▶ **What the exercise asks**
State how many lines in the records below contain the word "window", giving only the number.

▶ **Raw records**
☆ ☆ ☆ ☆
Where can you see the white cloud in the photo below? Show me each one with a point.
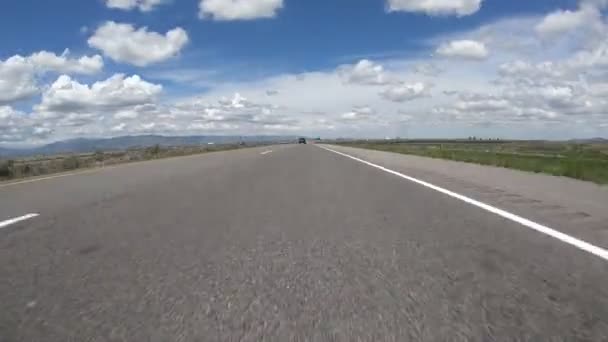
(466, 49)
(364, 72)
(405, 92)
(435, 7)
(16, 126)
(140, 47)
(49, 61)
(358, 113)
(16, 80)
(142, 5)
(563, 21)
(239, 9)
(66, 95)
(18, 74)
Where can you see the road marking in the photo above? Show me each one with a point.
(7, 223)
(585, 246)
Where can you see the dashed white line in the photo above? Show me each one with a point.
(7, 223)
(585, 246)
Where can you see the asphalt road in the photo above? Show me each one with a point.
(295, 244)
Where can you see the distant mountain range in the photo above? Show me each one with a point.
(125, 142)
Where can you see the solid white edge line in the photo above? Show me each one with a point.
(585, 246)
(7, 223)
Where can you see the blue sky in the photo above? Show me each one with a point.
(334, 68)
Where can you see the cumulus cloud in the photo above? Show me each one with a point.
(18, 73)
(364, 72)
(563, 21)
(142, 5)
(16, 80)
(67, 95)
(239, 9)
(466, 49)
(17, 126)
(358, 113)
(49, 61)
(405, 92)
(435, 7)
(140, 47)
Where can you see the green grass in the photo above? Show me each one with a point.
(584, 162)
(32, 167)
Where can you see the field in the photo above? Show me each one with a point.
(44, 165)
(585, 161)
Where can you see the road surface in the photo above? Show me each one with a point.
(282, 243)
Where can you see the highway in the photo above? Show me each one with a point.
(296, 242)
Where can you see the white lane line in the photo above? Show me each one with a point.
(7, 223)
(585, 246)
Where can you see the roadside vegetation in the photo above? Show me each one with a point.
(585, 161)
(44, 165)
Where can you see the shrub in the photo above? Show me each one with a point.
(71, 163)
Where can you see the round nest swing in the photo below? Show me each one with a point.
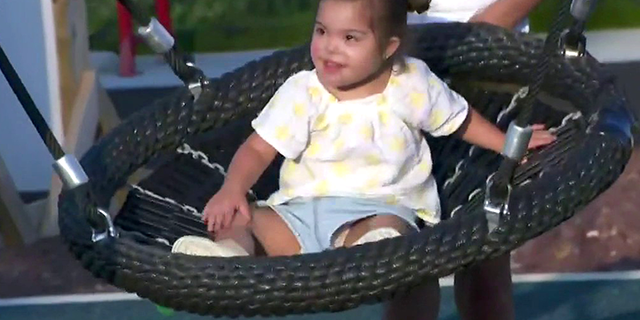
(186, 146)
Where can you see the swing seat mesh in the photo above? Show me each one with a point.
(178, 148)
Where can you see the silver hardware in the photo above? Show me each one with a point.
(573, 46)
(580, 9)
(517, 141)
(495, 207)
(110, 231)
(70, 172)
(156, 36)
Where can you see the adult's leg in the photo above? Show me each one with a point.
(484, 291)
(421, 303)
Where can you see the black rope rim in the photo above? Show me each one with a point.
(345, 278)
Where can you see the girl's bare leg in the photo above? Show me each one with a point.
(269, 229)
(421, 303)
☆ ☆ ☆ ☆
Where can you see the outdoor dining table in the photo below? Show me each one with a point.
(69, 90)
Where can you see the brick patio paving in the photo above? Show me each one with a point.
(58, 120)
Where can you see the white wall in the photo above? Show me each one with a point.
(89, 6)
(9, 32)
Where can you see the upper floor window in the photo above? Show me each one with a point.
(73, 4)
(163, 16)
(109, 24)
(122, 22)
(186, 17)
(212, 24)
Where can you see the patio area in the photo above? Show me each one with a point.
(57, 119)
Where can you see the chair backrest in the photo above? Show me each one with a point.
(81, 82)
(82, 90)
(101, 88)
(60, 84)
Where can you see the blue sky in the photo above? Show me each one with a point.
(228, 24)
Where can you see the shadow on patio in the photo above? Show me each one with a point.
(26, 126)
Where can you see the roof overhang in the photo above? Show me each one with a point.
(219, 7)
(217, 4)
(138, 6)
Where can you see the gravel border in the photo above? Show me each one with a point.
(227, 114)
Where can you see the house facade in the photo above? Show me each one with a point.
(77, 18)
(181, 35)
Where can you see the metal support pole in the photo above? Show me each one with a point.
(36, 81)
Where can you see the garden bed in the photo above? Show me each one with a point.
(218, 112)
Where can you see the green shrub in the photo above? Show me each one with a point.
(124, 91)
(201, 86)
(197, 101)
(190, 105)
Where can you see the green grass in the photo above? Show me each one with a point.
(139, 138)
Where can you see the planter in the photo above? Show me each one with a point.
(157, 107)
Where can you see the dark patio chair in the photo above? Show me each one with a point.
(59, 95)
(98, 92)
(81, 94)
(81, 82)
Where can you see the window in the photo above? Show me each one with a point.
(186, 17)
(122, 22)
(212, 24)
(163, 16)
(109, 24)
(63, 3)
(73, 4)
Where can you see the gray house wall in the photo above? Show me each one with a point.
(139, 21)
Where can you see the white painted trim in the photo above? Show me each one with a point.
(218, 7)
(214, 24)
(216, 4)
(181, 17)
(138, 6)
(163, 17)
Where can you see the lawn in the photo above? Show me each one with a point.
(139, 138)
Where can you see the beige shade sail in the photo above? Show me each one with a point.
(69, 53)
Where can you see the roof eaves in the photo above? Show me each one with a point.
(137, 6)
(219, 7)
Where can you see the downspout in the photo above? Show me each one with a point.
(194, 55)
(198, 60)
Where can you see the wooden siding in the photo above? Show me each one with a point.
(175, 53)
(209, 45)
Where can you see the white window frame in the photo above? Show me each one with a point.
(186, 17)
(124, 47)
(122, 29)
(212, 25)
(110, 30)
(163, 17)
☆ ☆ ☆ ☆
▶ **The response**
3